_Given instruction A_: According to the profile of the sculptor Wertheimer, how many solo exhibitions has she had?
_Given instruction B_: In the profile of the sculptor Wertheimer, write out the text between "Wertheimer's name transcends" and "on four continents.", inclusive, switching "awards" to "prizes".
_Given instruction C_: Proceed with the profile of the sculptor Wertheimer, writing on from its last sentence.

_Passage to read_:
--- BEGIN ---

Wertheimer's name transcends national
borders. She has won numerous awards and has been
touted by international critics as one of the most
outstanding modern sculptors. She works with dozens
of galleries and museums, has had untold articles
published about her, lectures extensively and has
had fifty solo exhibitions on four continents.
Wertheimer is popular in Japan where she is
presently working on a sculpture installation. How
did our neighbor reach this pinnacle?
There are many good sculptors but few who
carve out a terrain all their own. Wertheimer is
that kind of singular artist. Her message is
uplifting, moving, dynamic. All of her graceful
sculptures are integrated by intense humanism.
They manifest the spirit and love of harmony, the
vibrancy of life and the quest for freedom. This
is what Wertheimer feels about herself.
A perpetual optimist, her love of flowers,
nature, dance and music is reflected in her home
on a secluded cul-de-sac in Encantada. "I'm a
single, free, liberated woman," says the petite
blonde seated in her thirty foot high vaulted
atrium, dominated by floor to ceiling bookshelves
amidst her treasured sculptures. Here, looking out
at her pool and cascading waterfall in subtropical
greenery, the artist says she is inspired. Soft,
classical music she likes to work by drifts
throughout the contemporary home. Monochromatic
rose pastel tones provide a backdrop to her art.
The mood is at once energizing and serene.

--- END ---

_Dataset content_:
--- BEGIN ---

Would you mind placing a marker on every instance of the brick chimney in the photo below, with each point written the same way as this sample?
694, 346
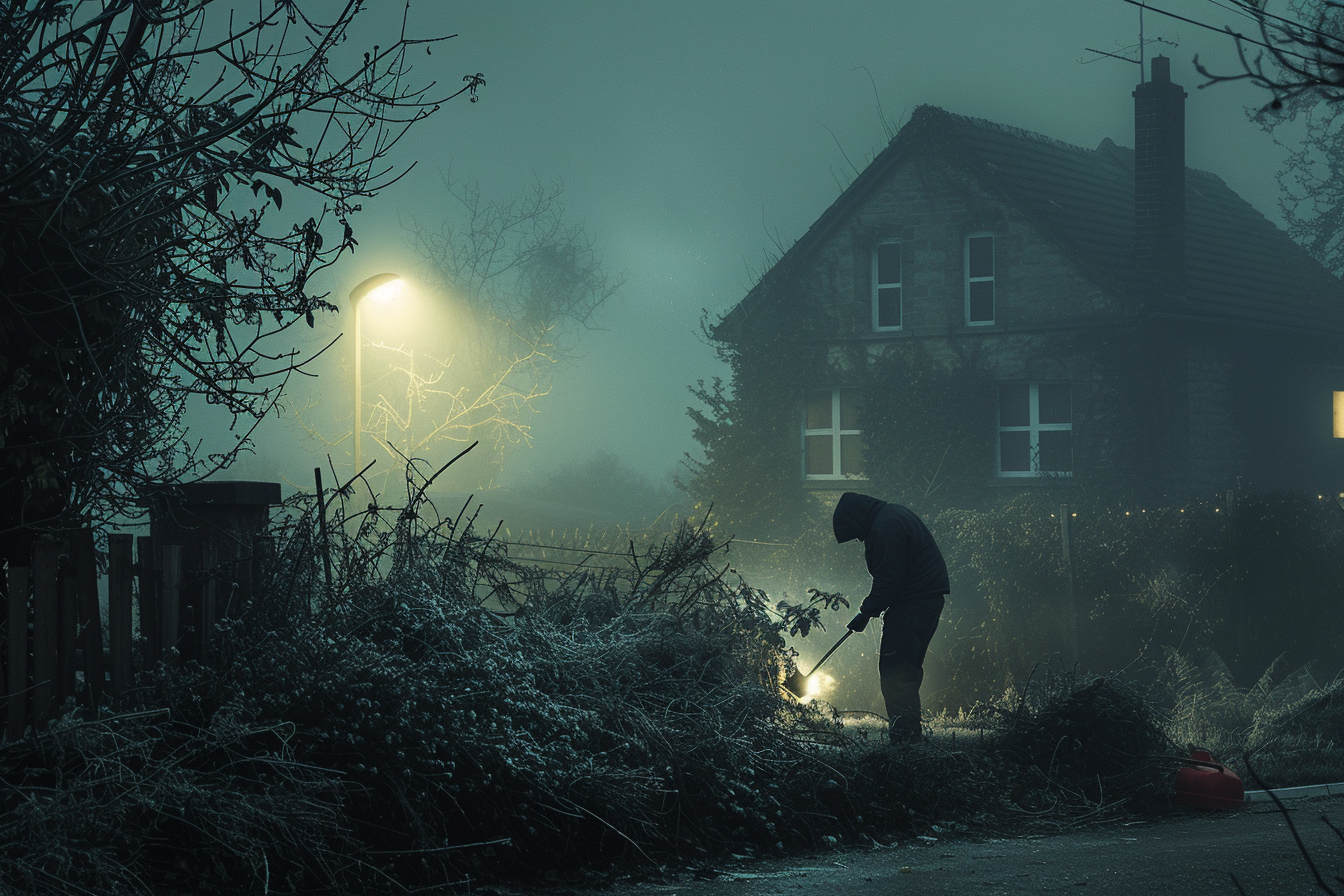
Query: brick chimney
1160, 180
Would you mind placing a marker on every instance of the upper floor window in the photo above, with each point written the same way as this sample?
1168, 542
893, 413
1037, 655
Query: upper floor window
886, 286
1035, 429
980, 280
832, 445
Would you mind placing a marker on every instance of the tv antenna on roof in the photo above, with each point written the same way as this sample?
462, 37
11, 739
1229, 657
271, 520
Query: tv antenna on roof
1139, 47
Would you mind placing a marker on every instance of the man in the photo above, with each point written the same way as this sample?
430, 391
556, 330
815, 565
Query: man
909, 583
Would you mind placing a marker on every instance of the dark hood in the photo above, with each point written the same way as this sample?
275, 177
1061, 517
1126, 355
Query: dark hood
854, 516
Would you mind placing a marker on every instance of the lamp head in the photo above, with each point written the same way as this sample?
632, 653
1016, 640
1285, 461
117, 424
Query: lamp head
379, 288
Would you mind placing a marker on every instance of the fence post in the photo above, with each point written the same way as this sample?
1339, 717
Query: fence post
46, 606
151, 601
89, 614
1070, 607
118, 613
208, 599
171, 602
18, 679
67, 626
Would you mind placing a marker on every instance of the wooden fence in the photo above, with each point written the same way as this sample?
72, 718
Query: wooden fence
55, 645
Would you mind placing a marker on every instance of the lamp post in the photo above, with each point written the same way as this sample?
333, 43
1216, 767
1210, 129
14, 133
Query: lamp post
381, 288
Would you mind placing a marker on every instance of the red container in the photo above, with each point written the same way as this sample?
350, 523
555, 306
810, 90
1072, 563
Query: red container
1207, 783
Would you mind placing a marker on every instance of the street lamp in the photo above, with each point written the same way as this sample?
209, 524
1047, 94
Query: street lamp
379, 288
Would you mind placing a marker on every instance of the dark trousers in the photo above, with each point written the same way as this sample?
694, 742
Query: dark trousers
906, 632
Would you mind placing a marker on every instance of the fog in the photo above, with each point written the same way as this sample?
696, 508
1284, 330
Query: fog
691, 141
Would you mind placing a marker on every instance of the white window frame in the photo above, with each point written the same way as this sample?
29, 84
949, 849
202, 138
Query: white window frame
1035, 427
835, 433
991, 280
898, 284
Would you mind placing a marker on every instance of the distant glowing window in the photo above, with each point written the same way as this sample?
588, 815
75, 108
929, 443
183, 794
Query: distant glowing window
980, 280
832, 445
1035, 429
886, 286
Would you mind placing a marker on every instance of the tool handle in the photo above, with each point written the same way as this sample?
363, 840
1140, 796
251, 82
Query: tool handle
836, 646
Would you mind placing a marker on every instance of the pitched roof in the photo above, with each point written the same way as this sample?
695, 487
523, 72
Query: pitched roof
1239, 267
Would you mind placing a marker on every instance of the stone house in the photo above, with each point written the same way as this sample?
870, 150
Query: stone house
985, 310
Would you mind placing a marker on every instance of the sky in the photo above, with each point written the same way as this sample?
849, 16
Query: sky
692, 139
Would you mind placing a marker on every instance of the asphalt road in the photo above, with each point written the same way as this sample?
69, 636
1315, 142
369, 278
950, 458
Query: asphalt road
1188, 855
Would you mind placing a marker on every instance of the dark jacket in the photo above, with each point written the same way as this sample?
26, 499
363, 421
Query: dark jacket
902, 556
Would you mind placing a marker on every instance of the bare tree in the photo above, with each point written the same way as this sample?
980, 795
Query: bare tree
1298, 58
1297, 54
528, 285
147, 148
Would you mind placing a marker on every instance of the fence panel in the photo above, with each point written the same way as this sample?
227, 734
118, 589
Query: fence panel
54, 648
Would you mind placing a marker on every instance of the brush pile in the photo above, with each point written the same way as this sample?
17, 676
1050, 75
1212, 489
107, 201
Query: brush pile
441, 713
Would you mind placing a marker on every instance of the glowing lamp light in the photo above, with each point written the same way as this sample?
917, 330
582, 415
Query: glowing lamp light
383, 289
817, 684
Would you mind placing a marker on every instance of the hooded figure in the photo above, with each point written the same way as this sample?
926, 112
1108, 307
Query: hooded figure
909, 582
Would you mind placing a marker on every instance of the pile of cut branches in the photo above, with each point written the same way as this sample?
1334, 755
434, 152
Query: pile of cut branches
438, 712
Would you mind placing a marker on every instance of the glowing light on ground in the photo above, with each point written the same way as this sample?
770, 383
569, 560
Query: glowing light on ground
817, 685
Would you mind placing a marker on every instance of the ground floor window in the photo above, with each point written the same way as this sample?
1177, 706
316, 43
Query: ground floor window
1035, 429
832, 445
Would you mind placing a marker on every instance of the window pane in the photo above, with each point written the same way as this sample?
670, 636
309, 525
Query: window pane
980, 261
817, 449
889, 263
1057, 452
848, 410
981, 301
1015, 405
819, 410
851, 454
1055, 403
889, 306
1015, 452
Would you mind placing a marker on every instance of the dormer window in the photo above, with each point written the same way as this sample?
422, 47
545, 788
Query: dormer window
886, 288
832, 445
1035, 429
980, 280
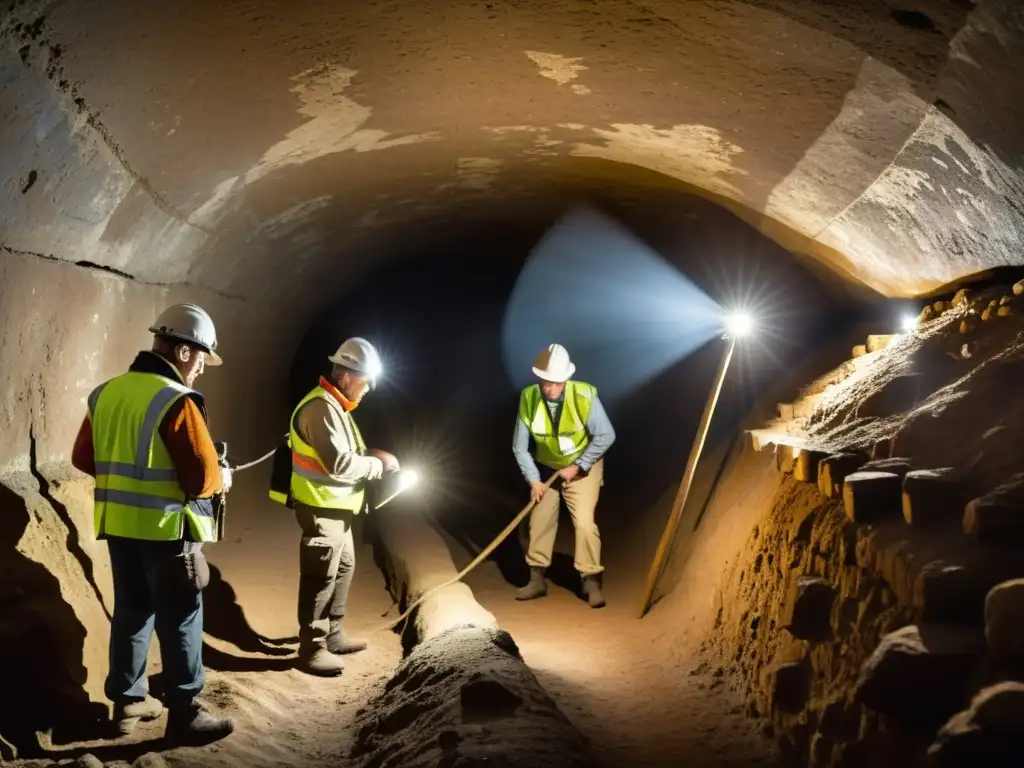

--- END ---

_Output A_: Fifty, on four continents.

_Output B_:
Wertheimer's name transcends national
borders. She has won numerous prizes and has been
touted by international critics as one of the most
outstanding modern sculptors. She works with dozens
of galleries and museums, has had untold articles
published about her, lectures extensively and has
had fifty solo exhibitions on four continents.

_Output C_:
A sculpture, "The Seven Dancers," soars on
the coffee table in lyrical beauty. Wertheimer
describes the figures, 'A family forming a circle
exuding excitement and happiness as they dance and
hold each other." She always tries to bring rhythm
to her sculptures. The artist has worked for two
years on a nine foot enlargement of this piece,
cast in Italy, for the opening next month of the
Okaloosa Walton Community College Performing Arts
Center in Florida.
From a bowl of water she lifts a miniature
wax model with a smooth finish, her signature. It
will be cast in bronze at a foundry and enlarged
to fit a specific commission. Her largest
sculpture, which is in Toronto, is thirty feet
high, and some of her pieces have six figure price
tags.
Wertheimer works with clay and by using the
ancient lost wax casting method. Her workbench, a
solitary bridge table under high windows, holds
several small tools. She also makes gold plated
jewelry miniatures of her famous statue of Dante's
"Paolo and Francesea."
Many of her outdoor sculptures enhance parks
and public places around the globe. They have
universal appeal because they depict fathers,
mothers, children, dancers, all jubilantly
reaching for a bright future.
Born in Poland, the Canadian citizen has
lived in Montreal most of her life and in Italy
where she has studied and taught art. She
frequently returns there, to her beloved artist
colony, Pietrasanta. In her youth the artist has
studied ballet and later she became a successful
painter. She holds a masters degree in art
history. Besides English, Wertheimer is fluent in
French, Italian and Yiddish. Her two grown
children live in Canada; a son, Earl, who is in
the computer business and a daughter, Merle, a
lawyer. Their mother says she has always
"encouraged them to reach for the best in life, to
open their minds to great ideas."
Recently Wertheimer's sculptures graced
Mizner Park and two large, exquisite pieces are on
display in the main lobby of the Boca Pointe
Country Club. "How fortunate we are to have Esther
as a resident of Boca Pointe," said Kiki
Berkowitz, a club Board member.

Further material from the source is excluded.